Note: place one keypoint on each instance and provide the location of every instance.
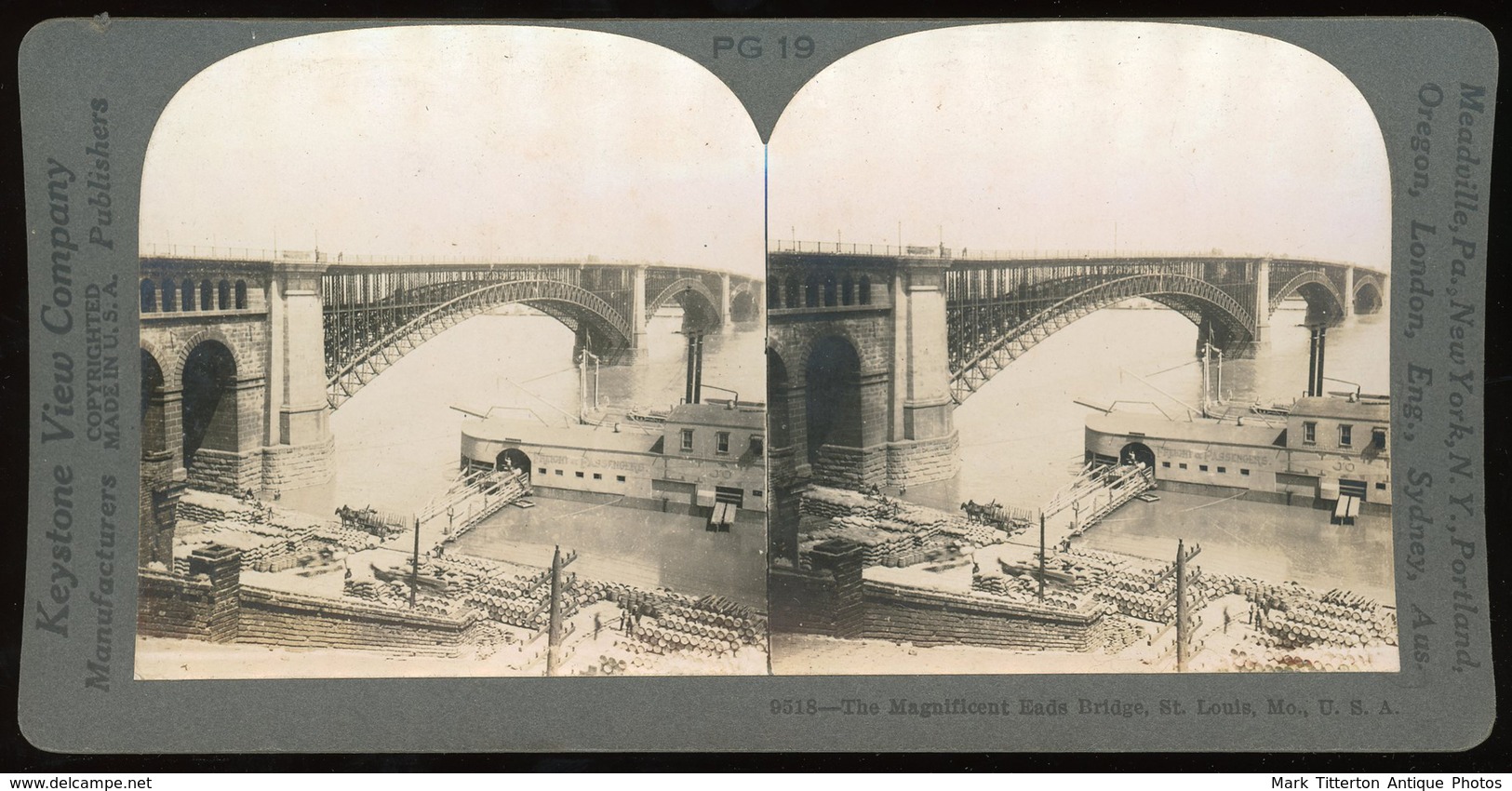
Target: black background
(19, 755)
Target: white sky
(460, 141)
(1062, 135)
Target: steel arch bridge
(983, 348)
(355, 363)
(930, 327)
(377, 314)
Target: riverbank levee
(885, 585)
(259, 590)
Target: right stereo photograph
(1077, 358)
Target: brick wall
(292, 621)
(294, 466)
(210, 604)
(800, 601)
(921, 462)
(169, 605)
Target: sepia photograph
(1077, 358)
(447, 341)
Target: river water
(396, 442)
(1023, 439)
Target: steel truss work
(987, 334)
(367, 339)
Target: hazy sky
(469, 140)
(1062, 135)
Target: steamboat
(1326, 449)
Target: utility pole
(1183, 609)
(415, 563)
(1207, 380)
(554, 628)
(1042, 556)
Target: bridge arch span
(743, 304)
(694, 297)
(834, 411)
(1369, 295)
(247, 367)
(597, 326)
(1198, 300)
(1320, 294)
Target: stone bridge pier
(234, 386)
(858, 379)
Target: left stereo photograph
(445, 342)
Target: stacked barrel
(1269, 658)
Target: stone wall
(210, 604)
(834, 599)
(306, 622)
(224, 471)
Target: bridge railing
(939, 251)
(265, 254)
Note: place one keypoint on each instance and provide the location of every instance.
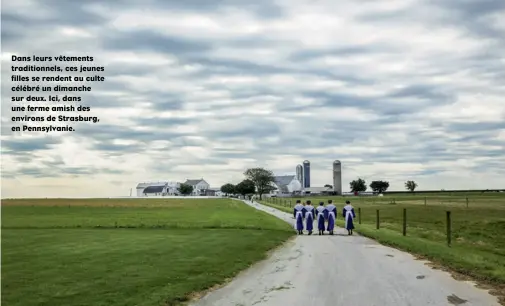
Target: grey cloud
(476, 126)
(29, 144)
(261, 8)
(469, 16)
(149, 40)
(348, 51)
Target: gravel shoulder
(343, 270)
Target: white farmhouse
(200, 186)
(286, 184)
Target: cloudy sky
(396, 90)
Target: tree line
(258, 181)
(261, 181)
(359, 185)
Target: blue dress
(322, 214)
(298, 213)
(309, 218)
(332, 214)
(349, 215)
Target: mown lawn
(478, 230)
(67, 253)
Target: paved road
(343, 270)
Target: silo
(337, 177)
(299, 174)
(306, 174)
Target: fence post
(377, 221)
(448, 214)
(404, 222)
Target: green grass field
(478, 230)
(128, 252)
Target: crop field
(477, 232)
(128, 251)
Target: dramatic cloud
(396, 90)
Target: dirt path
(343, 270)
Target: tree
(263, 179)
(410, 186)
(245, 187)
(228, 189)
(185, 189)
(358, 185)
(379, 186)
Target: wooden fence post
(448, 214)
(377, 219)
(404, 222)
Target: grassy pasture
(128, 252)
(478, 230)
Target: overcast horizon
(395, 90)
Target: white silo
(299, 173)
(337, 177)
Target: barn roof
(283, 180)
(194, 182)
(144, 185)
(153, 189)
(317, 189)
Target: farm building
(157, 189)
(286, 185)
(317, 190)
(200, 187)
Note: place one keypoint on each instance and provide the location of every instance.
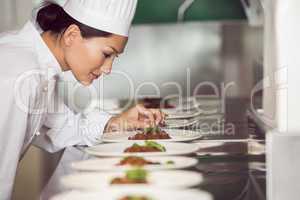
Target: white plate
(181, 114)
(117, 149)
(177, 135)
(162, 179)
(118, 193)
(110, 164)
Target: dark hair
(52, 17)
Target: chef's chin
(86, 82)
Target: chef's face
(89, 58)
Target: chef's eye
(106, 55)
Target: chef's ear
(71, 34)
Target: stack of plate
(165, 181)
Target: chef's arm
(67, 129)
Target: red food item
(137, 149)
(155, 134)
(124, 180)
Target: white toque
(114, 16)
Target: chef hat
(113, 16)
--
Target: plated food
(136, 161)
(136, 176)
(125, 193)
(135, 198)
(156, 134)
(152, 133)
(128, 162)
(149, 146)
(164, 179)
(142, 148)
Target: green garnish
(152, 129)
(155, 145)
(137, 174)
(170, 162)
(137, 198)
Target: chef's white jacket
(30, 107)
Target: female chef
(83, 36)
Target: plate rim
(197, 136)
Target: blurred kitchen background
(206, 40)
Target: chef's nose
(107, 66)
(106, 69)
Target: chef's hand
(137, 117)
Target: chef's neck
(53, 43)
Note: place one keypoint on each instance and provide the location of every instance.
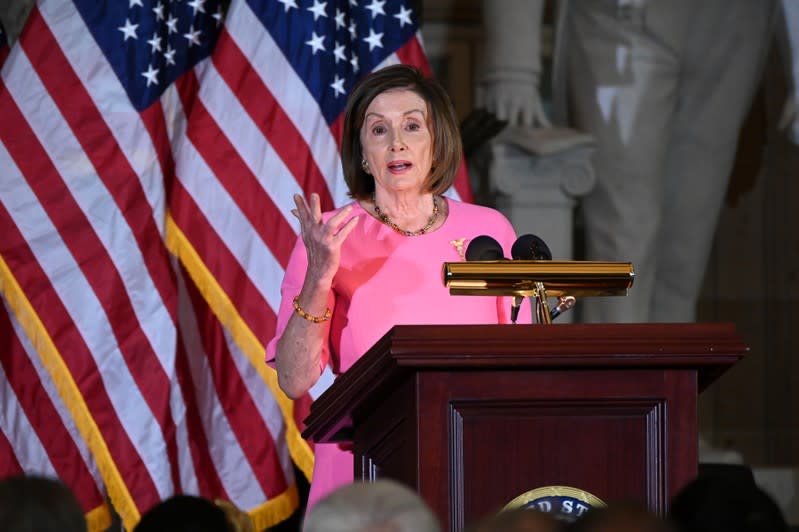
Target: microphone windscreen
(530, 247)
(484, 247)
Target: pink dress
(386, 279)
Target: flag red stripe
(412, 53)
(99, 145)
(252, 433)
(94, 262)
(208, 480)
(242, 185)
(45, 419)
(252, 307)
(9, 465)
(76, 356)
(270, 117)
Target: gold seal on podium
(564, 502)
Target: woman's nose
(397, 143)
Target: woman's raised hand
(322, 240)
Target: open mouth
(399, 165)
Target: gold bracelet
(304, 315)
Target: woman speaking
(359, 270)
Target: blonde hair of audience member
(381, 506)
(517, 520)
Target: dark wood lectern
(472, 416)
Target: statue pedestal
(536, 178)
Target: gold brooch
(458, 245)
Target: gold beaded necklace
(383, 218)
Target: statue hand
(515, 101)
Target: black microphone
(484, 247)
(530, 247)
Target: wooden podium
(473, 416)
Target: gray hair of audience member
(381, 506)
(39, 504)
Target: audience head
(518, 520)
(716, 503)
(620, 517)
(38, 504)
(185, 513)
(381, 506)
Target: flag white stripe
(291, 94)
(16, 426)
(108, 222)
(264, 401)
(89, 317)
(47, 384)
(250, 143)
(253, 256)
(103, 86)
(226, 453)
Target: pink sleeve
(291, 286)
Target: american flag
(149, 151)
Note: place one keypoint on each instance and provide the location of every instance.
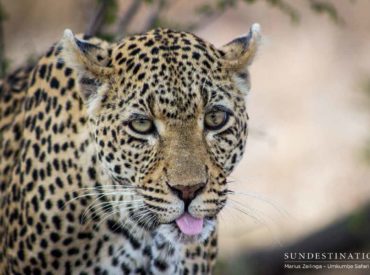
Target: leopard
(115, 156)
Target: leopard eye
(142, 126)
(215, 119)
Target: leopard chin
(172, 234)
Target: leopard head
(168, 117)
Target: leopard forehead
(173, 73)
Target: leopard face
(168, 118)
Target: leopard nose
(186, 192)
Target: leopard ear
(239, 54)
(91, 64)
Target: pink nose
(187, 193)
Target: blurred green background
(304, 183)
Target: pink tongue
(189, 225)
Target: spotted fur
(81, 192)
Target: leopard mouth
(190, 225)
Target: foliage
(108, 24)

Exercise objective:
State the number of lines above that contain the string "stripe", and give only that number.

Response to the task:
2